- [Exercise] Render the material as a Markdown table with the columns Row and Material line, covering everything from the line containing "Target: thin white cloud" through the end of the material. Number each row and leave out blank lines.

- [Materials provided]
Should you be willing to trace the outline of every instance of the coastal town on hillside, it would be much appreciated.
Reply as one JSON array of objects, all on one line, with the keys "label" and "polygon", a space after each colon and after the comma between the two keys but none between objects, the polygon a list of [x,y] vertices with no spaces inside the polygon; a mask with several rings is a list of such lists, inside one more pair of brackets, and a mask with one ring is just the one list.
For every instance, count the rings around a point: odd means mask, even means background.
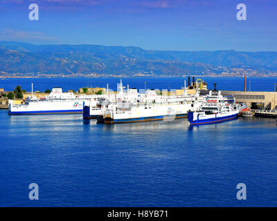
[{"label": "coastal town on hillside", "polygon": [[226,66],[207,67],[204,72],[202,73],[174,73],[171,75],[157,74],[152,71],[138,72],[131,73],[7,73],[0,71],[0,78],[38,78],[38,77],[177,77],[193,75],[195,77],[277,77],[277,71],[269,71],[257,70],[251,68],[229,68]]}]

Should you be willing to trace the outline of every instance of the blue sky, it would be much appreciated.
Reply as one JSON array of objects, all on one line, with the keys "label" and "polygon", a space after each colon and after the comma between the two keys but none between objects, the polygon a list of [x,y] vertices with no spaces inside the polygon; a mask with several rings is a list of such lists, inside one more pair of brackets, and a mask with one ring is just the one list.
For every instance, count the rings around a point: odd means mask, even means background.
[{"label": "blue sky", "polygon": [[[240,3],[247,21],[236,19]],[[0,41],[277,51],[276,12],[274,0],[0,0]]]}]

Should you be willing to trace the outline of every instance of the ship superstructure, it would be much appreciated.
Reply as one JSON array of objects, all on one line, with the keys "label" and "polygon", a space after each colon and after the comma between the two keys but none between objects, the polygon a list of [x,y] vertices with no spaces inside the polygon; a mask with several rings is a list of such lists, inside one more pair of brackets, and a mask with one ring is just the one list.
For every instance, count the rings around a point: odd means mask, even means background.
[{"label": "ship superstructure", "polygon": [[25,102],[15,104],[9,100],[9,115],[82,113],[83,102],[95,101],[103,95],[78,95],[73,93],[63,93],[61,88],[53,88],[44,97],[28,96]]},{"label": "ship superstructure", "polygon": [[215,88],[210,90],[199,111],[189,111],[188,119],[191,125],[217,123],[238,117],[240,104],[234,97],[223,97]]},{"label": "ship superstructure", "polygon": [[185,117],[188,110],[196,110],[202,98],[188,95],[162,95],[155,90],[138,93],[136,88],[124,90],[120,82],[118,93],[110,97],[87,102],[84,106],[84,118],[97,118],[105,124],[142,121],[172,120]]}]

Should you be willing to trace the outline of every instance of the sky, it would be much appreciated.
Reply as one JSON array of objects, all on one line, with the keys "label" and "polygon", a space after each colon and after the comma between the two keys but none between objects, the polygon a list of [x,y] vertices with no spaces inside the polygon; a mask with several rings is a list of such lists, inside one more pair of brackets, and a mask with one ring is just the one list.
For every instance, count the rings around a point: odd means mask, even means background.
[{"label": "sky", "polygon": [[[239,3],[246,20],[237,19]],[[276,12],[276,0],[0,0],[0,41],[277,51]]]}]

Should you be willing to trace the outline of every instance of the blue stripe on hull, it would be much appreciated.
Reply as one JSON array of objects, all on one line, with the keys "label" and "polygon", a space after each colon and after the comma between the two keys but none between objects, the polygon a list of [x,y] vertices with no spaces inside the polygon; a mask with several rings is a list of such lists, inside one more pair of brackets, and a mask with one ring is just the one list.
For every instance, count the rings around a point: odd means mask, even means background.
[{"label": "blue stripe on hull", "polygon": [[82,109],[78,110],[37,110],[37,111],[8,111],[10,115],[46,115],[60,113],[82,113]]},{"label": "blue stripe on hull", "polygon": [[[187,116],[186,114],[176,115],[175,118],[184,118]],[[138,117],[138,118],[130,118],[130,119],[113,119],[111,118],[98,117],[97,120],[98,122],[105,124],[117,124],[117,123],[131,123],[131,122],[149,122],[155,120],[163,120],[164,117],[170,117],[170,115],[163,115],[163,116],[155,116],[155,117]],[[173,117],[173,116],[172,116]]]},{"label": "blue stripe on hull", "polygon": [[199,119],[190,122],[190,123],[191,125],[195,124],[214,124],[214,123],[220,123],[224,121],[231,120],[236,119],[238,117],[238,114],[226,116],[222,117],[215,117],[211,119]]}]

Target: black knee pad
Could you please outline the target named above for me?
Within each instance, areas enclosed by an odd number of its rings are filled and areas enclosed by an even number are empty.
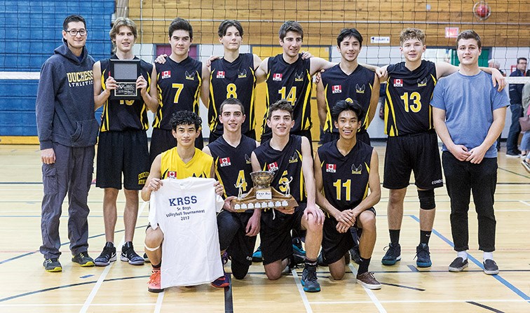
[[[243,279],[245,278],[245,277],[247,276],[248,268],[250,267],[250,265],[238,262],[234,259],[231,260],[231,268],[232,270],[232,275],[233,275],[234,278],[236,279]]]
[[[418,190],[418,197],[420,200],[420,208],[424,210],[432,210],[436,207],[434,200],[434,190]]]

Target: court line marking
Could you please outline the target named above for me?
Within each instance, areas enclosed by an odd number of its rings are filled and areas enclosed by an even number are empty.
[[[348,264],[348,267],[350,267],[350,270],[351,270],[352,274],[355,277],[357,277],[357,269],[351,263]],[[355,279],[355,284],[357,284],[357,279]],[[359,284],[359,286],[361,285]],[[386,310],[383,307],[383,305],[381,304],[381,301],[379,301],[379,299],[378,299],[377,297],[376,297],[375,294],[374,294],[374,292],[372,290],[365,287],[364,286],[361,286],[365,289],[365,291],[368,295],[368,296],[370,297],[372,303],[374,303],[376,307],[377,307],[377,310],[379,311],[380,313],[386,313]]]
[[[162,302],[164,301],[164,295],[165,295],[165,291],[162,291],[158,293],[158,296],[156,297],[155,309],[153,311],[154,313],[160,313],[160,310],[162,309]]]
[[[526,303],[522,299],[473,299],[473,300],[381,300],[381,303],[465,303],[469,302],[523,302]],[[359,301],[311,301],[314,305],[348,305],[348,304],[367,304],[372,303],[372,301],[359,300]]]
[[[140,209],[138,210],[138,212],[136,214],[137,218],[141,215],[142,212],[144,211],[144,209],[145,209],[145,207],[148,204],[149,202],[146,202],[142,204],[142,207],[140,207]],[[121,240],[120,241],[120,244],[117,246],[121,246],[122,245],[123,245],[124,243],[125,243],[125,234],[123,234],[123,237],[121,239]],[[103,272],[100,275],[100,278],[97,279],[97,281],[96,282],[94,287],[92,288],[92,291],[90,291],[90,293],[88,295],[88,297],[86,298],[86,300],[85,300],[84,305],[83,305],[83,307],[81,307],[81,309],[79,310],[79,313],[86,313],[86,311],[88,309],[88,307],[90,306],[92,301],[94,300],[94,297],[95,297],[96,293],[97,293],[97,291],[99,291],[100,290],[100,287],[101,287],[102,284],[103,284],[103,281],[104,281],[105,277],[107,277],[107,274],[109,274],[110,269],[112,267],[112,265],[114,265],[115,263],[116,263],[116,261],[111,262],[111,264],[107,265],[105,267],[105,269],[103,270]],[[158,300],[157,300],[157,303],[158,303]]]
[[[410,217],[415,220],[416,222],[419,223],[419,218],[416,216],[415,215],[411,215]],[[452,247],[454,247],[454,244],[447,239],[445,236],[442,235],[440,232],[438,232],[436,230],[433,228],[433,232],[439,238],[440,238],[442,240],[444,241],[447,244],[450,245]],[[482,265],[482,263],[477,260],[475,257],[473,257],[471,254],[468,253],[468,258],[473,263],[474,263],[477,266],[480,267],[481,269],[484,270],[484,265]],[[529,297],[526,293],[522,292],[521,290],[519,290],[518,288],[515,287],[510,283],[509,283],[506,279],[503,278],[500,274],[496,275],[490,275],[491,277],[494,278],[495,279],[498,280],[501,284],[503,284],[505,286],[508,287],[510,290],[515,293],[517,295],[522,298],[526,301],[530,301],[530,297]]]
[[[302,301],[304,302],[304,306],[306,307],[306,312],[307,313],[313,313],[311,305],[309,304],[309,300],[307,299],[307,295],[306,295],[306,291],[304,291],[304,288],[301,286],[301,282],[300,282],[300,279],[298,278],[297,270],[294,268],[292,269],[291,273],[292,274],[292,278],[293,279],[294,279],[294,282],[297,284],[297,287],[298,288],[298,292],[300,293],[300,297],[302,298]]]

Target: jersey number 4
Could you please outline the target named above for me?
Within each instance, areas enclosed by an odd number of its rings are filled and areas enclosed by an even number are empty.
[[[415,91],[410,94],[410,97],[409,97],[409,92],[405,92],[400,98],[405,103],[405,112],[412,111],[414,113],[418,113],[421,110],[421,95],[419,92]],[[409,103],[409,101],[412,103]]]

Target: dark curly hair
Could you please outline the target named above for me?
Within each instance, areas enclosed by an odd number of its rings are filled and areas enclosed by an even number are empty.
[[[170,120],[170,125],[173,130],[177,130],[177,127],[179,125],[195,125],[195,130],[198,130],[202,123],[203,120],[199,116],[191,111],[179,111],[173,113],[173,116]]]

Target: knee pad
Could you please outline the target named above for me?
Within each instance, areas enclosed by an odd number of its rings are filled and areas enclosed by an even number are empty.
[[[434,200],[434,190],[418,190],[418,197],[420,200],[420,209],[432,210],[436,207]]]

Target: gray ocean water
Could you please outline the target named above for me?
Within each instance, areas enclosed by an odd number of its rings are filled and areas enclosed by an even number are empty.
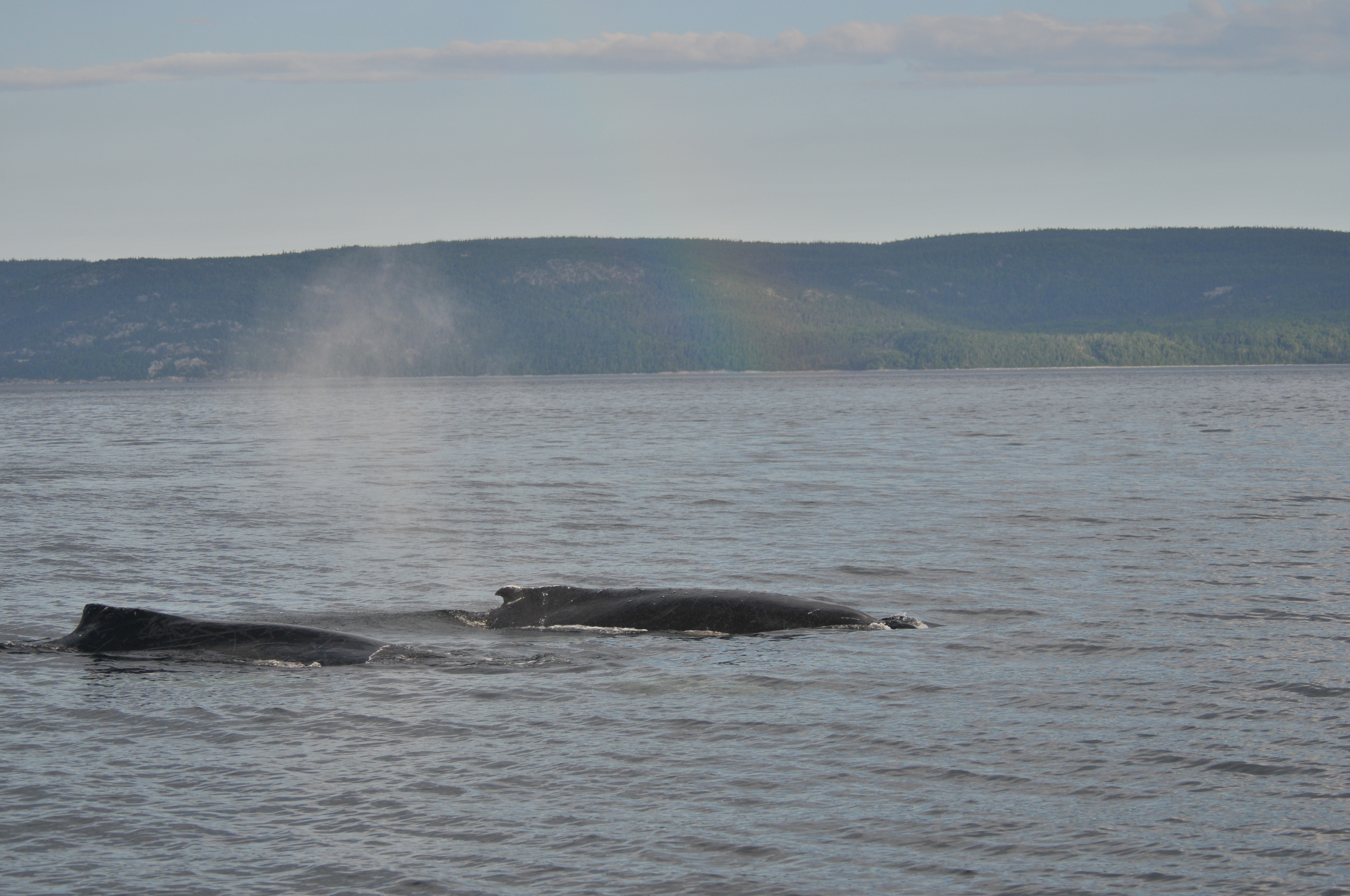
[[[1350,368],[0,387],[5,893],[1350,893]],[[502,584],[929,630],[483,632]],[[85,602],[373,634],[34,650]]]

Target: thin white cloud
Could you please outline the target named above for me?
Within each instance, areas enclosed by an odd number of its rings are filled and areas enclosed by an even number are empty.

- [Solution to this problem]
| Row | Material line |
|---|---|
| 1 | Target: thin white cloud |
| 2 | Could you please outline the target named above for me? |
| 3 | Within each instance, areas enclosed by an odd number of its rings are filled and areas enclosed by an even number are empty. |